::: Source passage :::
The Art Gallery of New South Wales’ Sydney Modern campus is the biggest cultural project to arrive in the Harbour City since the Opera House. As it opens this December, we explore what it’s set to deliver as a new global art icon.
It’s hard to imagine much more of a dream job than this,” chimes Art Gallery of New South Wales’ director, Dr Michael Brand.
“It’s a beautiful piece of architecture and it just keeps getting better and better the more art we put in it.”
Robb Report has caught Brand between site tours in the busy lead-up to the opening of the ambitious and long-awaited AGNSW Sydney Modern campus. The positive feedback from benefactors and guests, as the site starts to come to life, has put him in a good mood.
And with good reason: the $344 million project ($244m in government funding, $100m from private donors) is indeed a dream gig. More than a decade in the making, and five years since being greenlit by the government, Sydney Modern is the most important cultural development to happen to the Harbour City since the Opera House opened in 1973.
::: Data listing :::
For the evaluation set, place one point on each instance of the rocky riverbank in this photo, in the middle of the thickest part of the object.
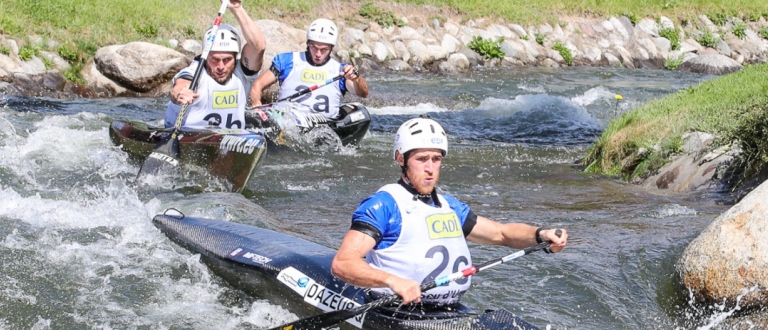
(144, 69)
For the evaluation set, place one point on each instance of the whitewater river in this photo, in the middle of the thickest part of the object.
(78, 249)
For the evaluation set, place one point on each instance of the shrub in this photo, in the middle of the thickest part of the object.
(383, 17)
(672, 35)
(707, 40)
(673, 62)
(718, 19)
(147, 30)
(564, 52)
(487, 47)
(763, 33)
(27, 52)
(740, 29)
(69, 54)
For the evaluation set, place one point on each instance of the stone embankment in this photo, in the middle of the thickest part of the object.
(143, 69)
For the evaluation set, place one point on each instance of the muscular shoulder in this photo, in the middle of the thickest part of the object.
(377, 210)
(461, 209)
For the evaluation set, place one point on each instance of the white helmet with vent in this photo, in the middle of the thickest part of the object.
(420, 133)
(323, 30)
(227, 39)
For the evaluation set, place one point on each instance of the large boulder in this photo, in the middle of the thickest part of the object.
(711, 64)
(728, 262)
(139, 66)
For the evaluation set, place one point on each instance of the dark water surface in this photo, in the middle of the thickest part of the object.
(78, 250)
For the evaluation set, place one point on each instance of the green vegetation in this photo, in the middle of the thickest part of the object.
(763, 33)
(384, 17)
(673, 37)
(707, 40)
(673, 62)
(740, 29)
(732, 107)
(489, 48)
(718, 19)
(564, 52)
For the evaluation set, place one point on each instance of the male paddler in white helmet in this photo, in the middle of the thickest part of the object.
(408, 233)
(297, 71)
(222, 92)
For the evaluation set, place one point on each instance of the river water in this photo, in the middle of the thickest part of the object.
(78, 250)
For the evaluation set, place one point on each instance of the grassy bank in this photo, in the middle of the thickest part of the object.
(80, 27)
(733, 107)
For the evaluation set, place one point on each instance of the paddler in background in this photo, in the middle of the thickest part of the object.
(407, 233)
(222, 92)
(297, 71)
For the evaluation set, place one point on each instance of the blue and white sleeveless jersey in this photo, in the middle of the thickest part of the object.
(224, 104)
(296, 74)
(420, 242)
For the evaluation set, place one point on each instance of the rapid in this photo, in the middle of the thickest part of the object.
(78, 249)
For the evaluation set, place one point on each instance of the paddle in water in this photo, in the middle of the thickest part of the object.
(165, 156)
(335, 317)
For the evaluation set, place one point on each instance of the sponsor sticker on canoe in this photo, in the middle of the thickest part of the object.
(318, 295)
(241, 144)
(248, 257)
(356, 116)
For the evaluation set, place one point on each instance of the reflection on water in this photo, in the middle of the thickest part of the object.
(77, 248)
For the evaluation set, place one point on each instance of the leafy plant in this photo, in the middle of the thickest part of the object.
(383, 17)
(564, 52)
(707, 40)
(26, 52)
(673, 62)
(718, 19)
(147, 30)
(488, 48)
(672, 35)
(740, 29)
(48, 63)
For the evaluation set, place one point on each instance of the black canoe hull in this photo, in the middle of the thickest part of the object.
(295, 274)
(351, 127)
(229, 154)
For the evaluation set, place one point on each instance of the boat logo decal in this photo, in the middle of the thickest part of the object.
(241, 144)
(165, 158)
(318, 295)
(235, 252)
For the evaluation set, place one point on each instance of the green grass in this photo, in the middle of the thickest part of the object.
(732, 107)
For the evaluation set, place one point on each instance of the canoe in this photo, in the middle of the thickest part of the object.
(230, 154)
(295, 274)
(272, 119)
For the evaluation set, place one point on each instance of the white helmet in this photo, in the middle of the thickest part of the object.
(227, 39)
(418, 133)
(323, 30)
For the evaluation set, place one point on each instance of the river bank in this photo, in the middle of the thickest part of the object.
(426, 40)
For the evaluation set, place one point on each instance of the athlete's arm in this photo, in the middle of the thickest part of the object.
(515, 235)
(349, 265)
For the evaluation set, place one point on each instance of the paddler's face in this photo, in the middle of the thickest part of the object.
(423, 168)
(220, 66)
(319, 51)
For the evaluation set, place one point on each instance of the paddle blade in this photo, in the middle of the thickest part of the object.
(163, 159)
:::
### Requirements
[A] Print the rows verbatim, beginning at the line that contains "of the black" and ending with the last line of the rows, including both.
[B] Carry on the article about the Sydney Modern campus of the Art Gallery of New South Wales from the point where it stops.

### Written responses
[A]
For the evaluation set, place one point on each instance of the black canoe hull in this photo, in the middle of the thickest part of the object.
(295, 274)
(351, 127)
(229, 154)
For the evaluation set, place one point on each instance of the boat logo decal in this photo, in the middle of the thickest part of the object.
(241, 144)
(165, 158)
(318, 295)
(235, 252)
For the evaluation set, place one point on each instance of the green grass in this photo, in the middle of the thickest part of the object.
(732, 107)
For the evaluation set, place one point on each instance of the canoe in this photo, in the middle of the thickest part of the object.
(230, 154)
(295, 274)
(272, 119)
For the evaluation set, place one point on each instance of the white helmet in this photo, in the middle of the thickest part of the object.
(227, 39)
(418, 133)
(323, 30)
For the evaluation set, place one point on each instance of the river bank in this photo, in the middle of the thickest part of the object.
(426, 40)
For the evaluation set, place one point on each instance of the athlete's arm in this photo, in the middle of the thickest part of the object.
(515, 235)
(349, 265)
For the evaluation set, place one point on each instance of the paddler's face in this photo, in the middle of the thickest part of the object.
(423, 168)
(220, 66)
(319, 51)
For the evaluation set, place one point on each instance of the paddle blade in this photo, in the middle of the thickest part of the object.
(163, 159)

[B]
It will not only inject more life into Woolloomooloo and the Royal Botanic Garden/Domain precinct but enhance Sydney’s cultural offering—cementing the state gallery’s place among the international art community.
“When you build a new art museum building, because of the costs and the importance, you have an opportunity to make a significant piece of architecture. And we wanted to do that,” says Brand.
“But for me, good architecture in the city also means public space and landscape. And so we wanted this building to be a beautiful transition between backwards and forwards, art, architecture and landscape.”
Created by globally renowned Pritzker Prize-winning architects, SANAA (led by Kazuyo Sejima and Ryue Nishizawa), the building proves to be a masterpiece.
A doubling of the existing gallery’s space, the new wing offers a height of 5.5 metres (up from 3.6 metres) with almost 50 percent more real estate on the walls and floors. Below the main building is a new exhibition space known as the Tank— a subterranean, decommissioned World War II fuel-storage facility that has been repurposed and reshaped into a unique and moody venue.
It will debut with work by award-winning ArgentinePeruvian artist Adrián Villar Rojas, best known for his large-scale and site-specific sculptural installations. Creating a more flexible space that considers new and emerging art forms is vital to ensuring AGNSW is a world-class gallery of the present and the future, says Brand.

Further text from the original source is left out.